- _Problemi e compiti_
**a.** Per ciascuna affermazione indica se concorda con il brano fornito, rispondendo sì o no e citando le parole del brano che lo stabiliscono: (i) la fase del Monte delle Faete si colloca tra 310 e 240 mila anni fa; (ii) tra il 1993 e il 2000 il sollevamento è avvenuto al tasso di 5 mm/anno; (iii) la zona a bassa velocità delle onde sismiche si trova tra i 5 e i 10 km di profondità.
**b.** Mostra tutte le righe che contengono la parola "fruit", copiandole senza modifiche.

- _Brano fornito_
—————

La storia eruttiva del complesso è stata suddivisa in 3 fasi di attività [3]:
  1. Tuscolano-Artemisio: tra 600 e 350 mila anni fa, durante la quale si sono formate diverse caldere
  2. Monte delle Faete: tra 310 e 240 mila anni fa, caratterizzata da attività esplosiva ed effusiva
  3. l’attività recente (degli utlimi 200.000 anni), caratterizzata da attività magmatica diffusa e la formazione di numerosi piccoli crateri dovuti all’interazione fra le acque presenti nel sottosuolo e il magma.
Fondamentalmente l’intensità dell’attività era diminuita nel tempo, ma nelle ultimissime fasi questa tendenza si è invertita.
Le prime due fasi sono responsabili della maggior parte dell’attività, mentre l’ultima ha toccato essenzialmente l’area a SW delle vecchie caldere e si è ulteriormente espansa all’esterno di queste, sempre nell’area a SW.
anche a Bolsena l’attività si è spostata con il tempo verso W

LA GEOLOGIA DELL'AREA. Gli studi precedenti hanno evidenziato diverse cose:
  • la tomografia sismica evidenzia sotto al vulcano tra i 5 e i 10 km di profondità una zona a bassa velocità delle onde sismiche, interpretabile come una camera magmatica ancora calda
  • un sollevamento regionale di circa 45 metri negli ultimi 250.000 anni, probabilmente dovuto ad iniezioni di magma nella crosta
  • in particolare nei Colli Albani c’è stato un sollevamento di circa 50 cm a partire dal 1960, particolarmente evidente durante la crisi sismica del 1990–1991. Il tasso di sollevamento tra il 1993 e il 2000 è stato di ben 2.5 mm/anno [4]
Questo sollevamento è stato interpretato come l’effetto di iniezione di magmi nella camera magmatica sottostante
tutto il settore occidentale delle vecchie caldere è stato interessato da una robusta sismicità, in cui alcune scosse hanno espresso una M superiore a 4 (ed essendo superficiali hanno provocato risentimenti fino al VII grado della scala Mercalli)

—————

- _Le righe_
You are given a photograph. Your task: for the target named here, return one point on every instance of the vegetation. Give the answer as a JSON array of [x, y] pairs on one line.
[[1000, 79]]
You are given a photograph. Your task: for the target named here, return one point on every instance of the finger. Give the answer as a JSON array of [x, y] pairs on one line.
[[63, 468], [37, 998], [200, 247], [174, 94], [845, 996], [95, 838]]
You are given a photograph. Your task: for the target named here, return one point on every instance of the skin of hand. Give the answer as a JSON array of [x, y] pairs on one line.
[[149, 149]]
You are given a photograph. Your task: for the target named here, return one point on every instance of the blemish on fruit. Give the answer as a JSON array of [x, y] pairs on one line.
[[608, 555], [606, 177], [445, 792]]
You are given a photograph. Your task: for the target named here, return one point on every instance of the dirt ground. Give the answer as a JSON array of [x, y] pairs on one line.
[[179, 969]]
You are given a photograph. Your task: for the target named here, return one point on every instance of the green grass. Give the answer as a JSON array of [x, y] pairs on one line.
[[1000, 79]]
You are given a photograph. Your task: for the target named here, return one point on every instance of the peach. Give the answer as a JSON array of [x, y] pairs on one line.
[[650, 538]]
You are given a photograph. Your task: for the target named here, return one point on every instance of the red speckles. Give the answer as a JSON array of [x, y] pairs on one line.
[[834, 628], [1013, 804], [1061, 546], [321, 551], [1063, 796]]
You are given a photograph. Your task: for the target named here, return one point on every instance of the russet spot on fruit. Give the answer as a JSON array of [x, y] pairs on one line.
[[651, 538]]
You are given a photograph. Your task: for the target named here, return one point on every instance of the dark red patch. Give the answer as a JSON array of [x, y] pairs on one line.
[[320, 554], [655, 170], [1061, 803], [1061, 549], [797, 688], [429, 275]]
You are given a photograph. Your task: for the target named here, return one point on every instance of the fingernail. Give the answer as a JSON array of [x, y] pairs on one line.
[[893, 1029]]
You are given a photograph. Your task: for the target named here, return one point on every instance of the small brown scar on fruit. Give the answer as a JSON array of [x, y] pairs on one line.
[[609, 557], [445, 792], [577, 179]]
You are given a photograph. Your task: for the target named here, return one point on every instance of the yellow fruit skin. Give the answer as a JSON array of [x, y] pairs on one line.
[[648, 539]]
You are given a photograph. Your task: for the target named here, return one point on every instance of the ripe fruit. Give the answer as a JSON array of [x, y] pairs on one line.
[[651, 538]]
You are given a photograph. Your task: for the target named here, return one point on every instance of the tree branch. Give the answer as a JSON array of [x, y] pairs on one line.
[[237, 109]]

—————

- _Risposte_
**a.**
(i) Sì: "Monte delle Faete: tra 310 e 240 mila anni fa"
(ii) No: "Il tasso di sollevamento tra il 1993 e il 2000 è stato di ben 2.5 mm/anno"
(iii) Sì: "tra i 5 e i 10 km di profondità una zona a bassa velocità delle onde sismiche"

**b.**
You are given a photograph. Your task: for the target named here, return one point on every instance of the blemish on fruit. Give the answer as a JSON array of [x, y] pairs on one line.
You are given a photograph. Your task: for the target named here, return one point on every instance of the russet spot on fruit. Give the answer as a JSON array of [x, y] pairs on one line.
You are given a photograph. Your task: for the target named here, return one point on every instance of the small brown scar on fruit. Give the answer as a JSON array of [x, y] pairs on one line.
You are given a photograph. Your task: for the target named here, return one point on every instance of the yellow fruit skin. Give the answer as a JSON array of [x, y] pairs on one line.
You are given a photograph. Your task: for the target named here, return one point on every instance of the ripe fruit. Give the answer as a JSON array of [x, y] pairs on one line.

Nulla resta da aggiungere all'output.